Selection:
Each of the near-infrared absorbing compositions was applied to a glass substrate using a spin coater (manufactured by Mikasa Co., Ltd.) such that the thickness of a film after pre-baking was 0.8 μm. As a result, a coating film was formed. Next, the coating film was heated (pre-baked) using a hot plate at 100° C. for 120 seconds, the entire surface of the coating film was exposed using an i-ray stepper exposure device FPA-3000 i5+(manufactured by Canon Corporation) at an exposure dose of 1000 mJ/cm², and then was heated (post-baked) again using a hot plate at 200° C. for 300 seconds. As a result, a film was obtained. Regarding the obtained film, the absorbance of light in a wavelength range of 400 to 1300 nm was measured, a ratio A₁/A₂ of a maximum value A₁ of an absorbance in a wavelength range of 400 to 600 nm to an absorbance A₂ at an maximum absorption wavelength in a range of 700 to 1300 nm was calculated, and then the spectral performance was evaluated based on the following standard.

Brief: List every wavelength range that the passage above on preparing and measuring the film mentions.

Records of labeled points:
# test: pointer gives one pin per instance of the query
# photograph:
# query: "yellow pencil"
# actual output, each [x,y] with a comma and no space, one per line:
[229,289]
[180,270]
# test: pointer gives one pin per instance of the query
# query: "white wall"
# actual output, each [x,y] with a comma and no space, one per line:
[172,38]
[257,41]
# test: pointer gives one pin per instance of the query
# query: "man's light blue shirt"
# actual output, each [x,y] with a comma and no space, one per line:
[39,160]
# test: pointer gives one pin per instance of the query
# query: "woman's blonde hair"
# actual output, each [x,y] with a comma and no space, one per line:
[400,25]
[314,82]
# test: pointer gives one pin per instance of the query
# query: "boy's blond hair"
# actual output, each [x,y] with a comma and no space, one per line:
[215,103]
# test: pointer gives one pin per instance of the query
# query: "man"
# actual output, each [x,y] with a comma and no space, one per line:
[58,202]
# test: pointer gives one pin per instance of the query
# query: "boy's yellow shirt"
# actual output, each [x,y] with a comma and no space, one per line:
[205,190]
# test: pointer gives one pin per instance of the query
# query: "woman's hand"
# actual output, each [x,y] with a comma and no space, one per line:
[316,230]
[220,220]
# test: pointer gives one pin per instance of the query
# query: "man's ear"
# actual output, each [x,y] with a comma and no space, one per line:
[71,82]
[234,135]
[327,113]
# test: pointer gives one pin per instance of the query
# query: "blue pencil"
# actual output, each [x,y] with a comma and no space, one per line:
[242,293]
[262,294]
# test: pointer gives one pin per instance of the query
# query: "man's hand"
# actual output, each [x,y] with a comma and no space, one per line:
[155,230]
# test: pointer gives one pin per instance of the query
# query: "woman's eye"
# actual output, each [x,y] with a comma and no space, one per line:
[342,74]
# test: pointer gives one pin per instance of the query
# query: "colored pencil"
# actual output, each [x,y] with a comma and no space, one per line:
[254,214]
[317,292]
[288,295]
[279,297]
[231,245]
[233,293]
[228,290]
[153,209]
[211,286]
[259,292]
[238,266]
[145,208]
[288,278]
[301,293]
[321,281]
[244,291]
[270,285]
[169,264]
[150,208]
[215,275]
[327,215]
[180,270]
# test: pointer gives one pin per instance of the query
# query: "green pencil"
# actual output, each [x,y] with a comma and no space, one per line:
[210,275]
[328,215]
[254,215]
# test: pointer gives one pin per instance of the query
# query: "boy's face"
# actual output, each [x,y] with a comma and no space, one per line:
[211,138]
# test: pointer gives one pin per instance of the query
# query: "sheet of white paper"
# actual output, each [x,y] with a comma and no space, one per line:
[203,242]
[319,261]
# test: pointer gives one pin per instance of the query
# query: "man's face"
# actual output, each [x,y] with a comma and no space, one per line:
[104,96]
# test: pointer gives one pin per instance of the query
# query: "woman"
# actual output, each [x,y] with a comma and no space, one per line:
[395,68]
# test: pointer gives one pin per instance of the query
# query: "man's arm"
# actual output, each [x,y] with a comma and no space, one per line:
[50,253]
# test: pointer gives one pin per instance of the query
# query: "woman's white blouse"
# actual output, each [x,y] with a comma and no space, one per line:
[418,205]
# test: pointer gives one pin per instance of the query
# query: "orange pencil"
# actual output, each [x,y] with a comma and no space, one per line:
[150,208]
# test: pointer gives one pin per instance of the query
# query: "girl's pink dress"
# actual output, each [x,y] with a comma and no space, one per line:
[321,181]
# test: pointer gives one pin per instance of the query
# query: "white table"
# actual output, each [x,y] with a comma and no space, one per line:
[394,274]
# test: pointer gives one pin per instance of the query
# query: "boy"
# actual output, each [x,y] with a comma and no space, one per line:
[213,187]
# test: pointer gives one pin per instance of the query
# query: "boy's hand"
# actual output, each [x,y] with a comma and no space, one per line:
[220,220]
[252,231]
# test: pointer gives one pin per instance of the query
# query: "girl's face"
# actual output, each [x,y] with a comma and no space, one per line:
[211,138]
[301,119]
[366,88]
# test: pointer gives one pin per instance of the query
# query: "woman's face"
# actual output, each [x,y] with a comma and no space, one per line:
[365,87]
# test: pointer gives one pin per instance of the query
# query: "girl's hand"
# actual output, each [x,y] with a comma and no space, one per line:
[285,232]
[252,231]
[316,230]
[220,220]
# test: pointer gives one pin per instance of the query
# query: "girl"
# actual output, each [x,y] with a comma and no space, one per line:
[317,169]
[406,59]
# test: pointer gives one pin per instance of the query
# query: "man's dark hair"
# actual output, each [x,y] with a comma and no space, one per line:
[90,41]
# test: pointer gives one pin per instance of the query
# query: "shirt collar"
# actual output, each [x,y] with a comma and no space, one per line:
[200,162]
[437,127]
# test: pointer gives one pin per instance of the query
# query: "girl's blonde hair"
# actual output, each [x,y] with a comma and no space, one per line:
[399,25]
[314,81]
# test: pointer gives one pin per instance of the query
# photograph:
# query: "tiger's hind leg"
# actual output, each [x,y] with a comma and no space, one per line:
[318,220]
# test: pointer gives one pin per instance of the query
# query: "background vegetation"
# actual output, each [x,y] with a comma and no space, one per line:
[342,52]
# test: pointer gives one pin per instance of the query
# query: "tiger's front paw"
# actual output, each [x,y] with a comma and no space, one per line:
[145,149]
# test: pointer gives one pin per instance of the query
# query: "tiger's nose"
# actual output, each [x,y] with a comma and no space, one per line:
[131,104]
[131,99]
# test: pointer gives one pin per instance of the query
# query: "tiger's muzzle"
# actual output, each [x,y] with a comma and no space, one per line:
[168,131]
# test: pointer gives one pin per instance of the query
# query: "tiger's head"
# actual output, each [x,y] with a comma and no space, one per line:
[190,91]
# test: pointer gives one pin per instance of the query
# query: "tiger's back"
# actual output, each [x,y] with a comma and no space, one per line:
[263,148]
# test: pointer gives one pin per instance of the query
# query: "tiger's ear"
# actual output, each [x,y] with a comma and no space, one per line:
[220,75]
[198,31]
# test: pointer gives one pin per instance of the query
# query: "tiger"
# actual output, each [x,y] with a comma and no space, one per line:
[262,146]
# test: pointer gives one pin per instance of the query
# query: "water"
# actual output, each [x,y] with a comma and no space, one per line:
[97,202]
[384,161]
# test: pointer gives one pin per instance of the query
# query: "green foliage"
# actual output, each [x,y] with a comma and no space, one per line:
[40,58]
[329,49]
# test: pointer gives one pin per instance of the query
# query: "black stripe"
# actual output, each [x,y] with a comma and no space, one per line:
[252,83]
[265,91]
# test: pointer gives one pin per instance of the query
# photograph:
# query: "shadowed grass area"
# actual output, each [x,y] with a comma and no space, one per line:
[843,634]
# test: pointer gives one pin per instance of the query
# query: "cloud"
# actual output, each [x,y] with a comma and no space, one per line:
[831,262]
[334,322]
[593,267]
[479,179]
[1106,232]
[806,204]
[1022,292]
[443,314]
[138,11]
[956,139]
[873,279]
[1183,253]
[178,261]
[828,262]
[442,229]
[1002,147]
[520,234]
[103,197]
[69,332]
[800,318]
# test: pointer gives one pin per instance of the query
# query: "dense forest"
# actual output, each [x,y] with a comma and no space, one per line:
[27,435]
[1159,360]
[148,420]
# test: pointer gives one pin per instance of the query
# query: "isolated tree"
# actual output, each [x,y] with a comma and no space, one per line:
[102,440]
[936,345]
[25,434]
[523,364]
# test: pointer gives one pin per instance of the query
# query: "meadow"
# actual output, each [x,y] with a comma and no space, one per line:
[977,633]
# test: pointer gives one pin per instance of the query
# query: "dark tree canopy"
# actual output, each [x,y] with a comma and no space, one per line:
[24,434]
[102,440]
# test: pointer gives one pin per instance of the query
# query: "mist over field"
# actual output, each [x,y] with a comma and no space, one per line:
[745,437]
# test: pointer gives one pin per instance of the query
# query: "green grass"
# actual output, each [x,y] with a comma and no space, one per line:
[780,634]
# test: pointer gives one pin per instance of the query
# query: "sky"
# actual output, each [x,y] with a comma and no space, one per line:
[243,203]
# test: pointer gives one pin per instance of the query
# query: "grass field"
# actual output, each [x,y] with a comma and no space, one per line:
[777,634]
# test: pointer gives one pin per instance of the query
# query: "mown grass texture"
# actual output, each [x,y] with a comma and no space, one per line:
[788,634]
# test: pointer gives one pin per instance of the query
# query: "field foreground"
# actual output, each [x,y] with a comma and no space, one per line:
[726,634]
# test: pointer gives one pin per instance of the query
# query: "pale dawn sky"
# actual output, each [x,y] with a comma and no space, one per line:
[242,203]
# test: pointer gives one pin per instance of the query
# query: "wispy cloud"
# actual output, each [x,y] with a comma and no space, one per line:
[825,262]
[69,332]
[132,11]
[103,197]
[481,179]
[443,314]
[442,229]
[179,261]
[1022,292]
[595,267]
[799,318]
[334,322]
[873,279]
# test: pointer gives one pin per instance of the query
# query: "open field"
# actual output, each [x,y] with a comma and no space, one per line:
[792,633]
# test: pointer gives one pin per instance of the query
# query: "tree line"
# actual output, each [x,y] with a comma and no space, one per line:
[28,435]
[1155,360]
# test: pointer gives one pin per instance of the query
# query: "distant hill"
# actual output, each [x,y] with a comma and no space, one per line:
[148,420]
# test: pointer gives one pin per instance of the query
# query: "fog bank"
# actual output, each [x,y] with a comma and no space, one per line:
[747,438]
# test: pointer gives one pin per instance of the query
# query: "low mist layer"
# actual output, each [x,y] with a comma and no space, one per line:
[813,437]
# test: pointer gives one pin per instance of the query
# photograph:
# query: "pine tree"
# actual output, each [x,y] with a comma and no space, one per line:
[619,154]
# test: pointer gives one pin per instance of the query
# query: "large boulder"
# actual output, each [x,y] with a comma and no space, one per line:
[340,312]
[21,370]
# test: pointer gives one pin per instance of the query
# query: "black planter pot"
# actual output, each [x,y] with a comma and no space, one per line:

Answer to this exercise:
400 to 1300 nm
400 to 600 nm
700 to 1300 nm